• [Given text]:
((

Concurrent Execution: The script uses ProcessPoolExecutor for parallel processing. If the dataset is large and the number of processes (num_workers) is not optimally set, this could lead to high memory usage as each process might consume a significant amount of memory.

Dataset and Engine Initialization: Depending on how the Dataset and Engine classes are implemented (not visible in the provided script), loading large datasets or initializing multiple instances of speech-to-text engines could consume a lot of memory.

Memory Leaks: If there are any memory leaks within the Engine or Dataset classes (e.g., not properly releasing resources), repeated calls in a loop could exacerbate memory consumption over time.

Any suggestions?

Answer 1 · 2024-02-15T22:39:36.000Z

Do you get the same issue when running other engines or datasets? Or is it only this combination of arguments?

))

Carry on the thread about memory consumption in the speech-to-text script from the point at which it stops.

• [Data excerpt]:

((

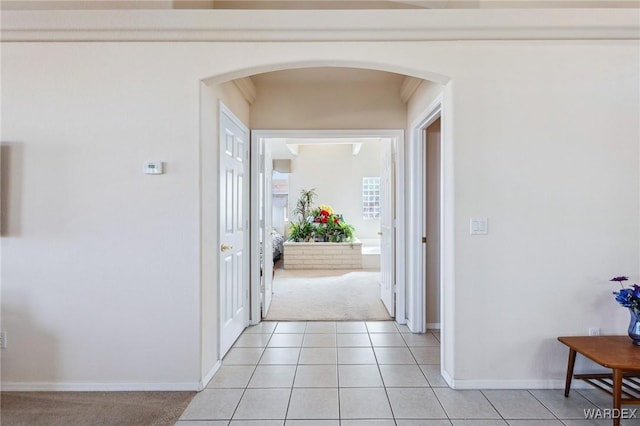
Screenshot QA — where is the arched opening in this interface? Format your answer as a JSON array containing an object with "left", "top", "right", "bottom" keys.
[{"left": 201, "top": 61, "right": 448, "bottom": 392}]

))

• [Output for this task]:
Answer 2 · 2024-02-16T16:10:27.000Z

I tried it with LibriSpeech/test-clean and got the same result. Here is a screengrab of my activity monitor before the crash.

Answer 3 · 2024-02-16T16:18:04.000Z

However, when I try with WHISPER_SMALL I don't have the issue.

Answer 4 · 2024-02-16T18:16:45.000Z

I see. Whisper large is a big model and takes a lot of RAM to run. By default we run a thread for each CPU count, and it has a copy of the model on each thread. Try reducing the amount of threads used in the benchmark using the --num-workers argument? Try something like 7 or 8? I imagine then it will run fine.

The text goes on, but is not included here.